**Исходный фрагмент**
- - -

Когда мы узнали детали строения ДНК, это произвело революцию в представлениях о том, как именно в ней хранится, передается и воспроизводится генетическая информация. Но рибосома, в отличие от ДНК, колоссальная и сложная, поэтому казалась непостижимой.

Многие великие ученые, в частности Крик, сыгравшие ключевые роли в выяснении того, как кодируется информация в ДНК, попросту не решились подступиться к рибосоме и занялись другими исследованиями. Сидни Бреннер, не менее именитый коллега Крика и один из первооткрывателей мРНК, еще в шестидесятых сказал, что разгадка структуры рибосомы – тривиальная проблема, над которой не нужно работать в Кембридже, поскольку ее решат американцы. Мне это напоминает фразу сенатора Джорджа Эйкена, выразившегося о неподъемной вьетнамской войне так: «США должны объявить о победе и отправить войска домой». Одним из первых ученых, неотступно занимавшихся рибосомами, были молекулярный биолог Джеймс Уотсон и биохимик из Женевы Альфред Тиссьер. Почти сорок лет спустя в лаборатории Колд-Спринг-Харбор в 2001 году Уотсон вспоминал те давно минувшие дни, когда, по его словам, он осознал, сколь сложна рибосома, и смирился, что никогда не узнает ее структуру.


Рис. 2.6. Альфред Тиссьер и Джеймс Уотсон, одни из первых исследователей рибосом (фото предоставлено лабораторией Колд-Спринг-Харбор)


Я был еще очень далек от размышлений о рибосомах, когда обосновался в лаборатории Маурисио Монталя, но, проработав там всего несколько месяцев, наткнулся на статью о рибосомах в журнале Scientific American, которая изменила мою жизнь. В ней было описано, как найти в рибосоме множество разных белков методом рассеяния нейтронов – такая практика широко известна в физике, но едва ли используется в биологии. Авторами этой статьи были Дон Энглман и Питер Мур. Я вспомнил, что Дон один из тех, кто был готов дать мне работу, когда я пытался перейти из физики в биологию, и написал ему, что подготовился к работе постдока. Мне казалось, что я уже достаточно изучил биологию, чтобы приступить к исследованиям в этой дисциплине, и получать кандидатскую степень по биологии мне незачем.

Основные научные интересы Дона, как и у Маурисио, были связаны с мембранами и мембранными белками, и я сказал, что хотел бы работать у него в лаборатории. Он мне ответил, что у него вакансий нет, зато они есть у Питера Мура, и если бы я отправился туда работать над рибосомами, то в свободное время мог бы позаниматься исследованием мембран. В ту пору я уже понимал фундаментальную важность рибосом, поэтому ответил, что меня предложение устраивает. Оказалось, что свободного времени у меня не будет.

- - -

**Входные данные**

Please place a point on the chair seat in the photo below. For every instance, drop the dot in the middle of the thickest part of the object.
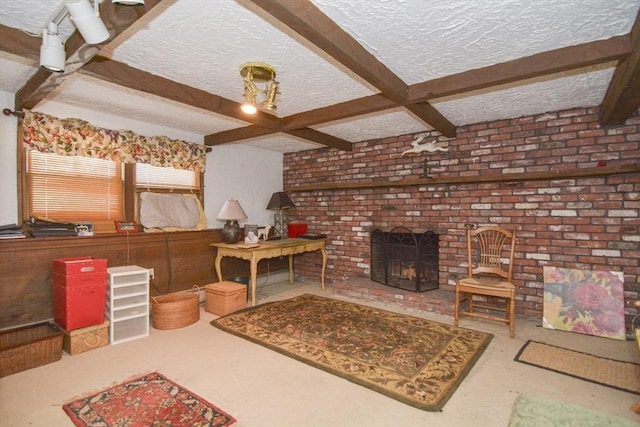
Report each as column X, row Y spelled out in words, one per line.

- - -

**Что сделать**
• A. Перечислите в порядке первого упоминания всех людей, названных по имени или фамилии во фрагменте об исследованиях рибосомы.
• B. Продолжите фрагмент об исследованиях рибосомы, начав сразу после его последнего предложения.

**Ответы по порядку**
• A. Крик, Сидни Бреннер, Джордж Эйкен, Джеймс Уотсон, Альфред Тиссьер, Маурисио Монталь, Дон Энглман, Питер Мур

• B.
Вскоре Питер написал мне, что собирается в Сан-Диего на конференцию и будет рад увидеться со мной. Он предстал передо мной в своем фирменном консервативном наряде: коричневый вельветовый пиджак, очки в толстой оправе. А его манеры завершали образ классического университетского интеллектуала из Лиги Плюща. Уже в ранней юности он стал быстро продвигаться в науке, и я подозревал, что он не представляет, как живут другие люди. Его отец был одним из родоначальников трансплантологии, работал в Гарварде, а сам Питер учился в частной школе, потом в Йеле, а затем отправился в аспирантуру в Гарвард, где вместе с Уотсоном исследовал рибосомы. После этого он продолжил работу в Женеве вместе с Тиссьером, который к тому времени стал ведущим ученым в исследовании рибосом. Там он приступил к постепенной очистке различных белков в составе рибосомы.


Рис. 2.7. Так Питер Мур выглядел около 1980 г., когда автор работал в его лаборатории в Йеле


Питер Мур осознал, что ключ к пониманию рибосомы спрятан в ее структуре и нужно освоить структурный анализ. Он покинул Женеву и прибыл в Лабораторию молекулярной биологии Совета медицинских исследований (MRC) Кембриджа. Там в свое время Уотсон и Крик работали над ДНК, и лаборатория стала Меккой для тех, кто занимался изучением структур всевозможных биомолекул. Британцы называли ее MRC–LMB или просто LMB – под таким наименованием она известна сегодня.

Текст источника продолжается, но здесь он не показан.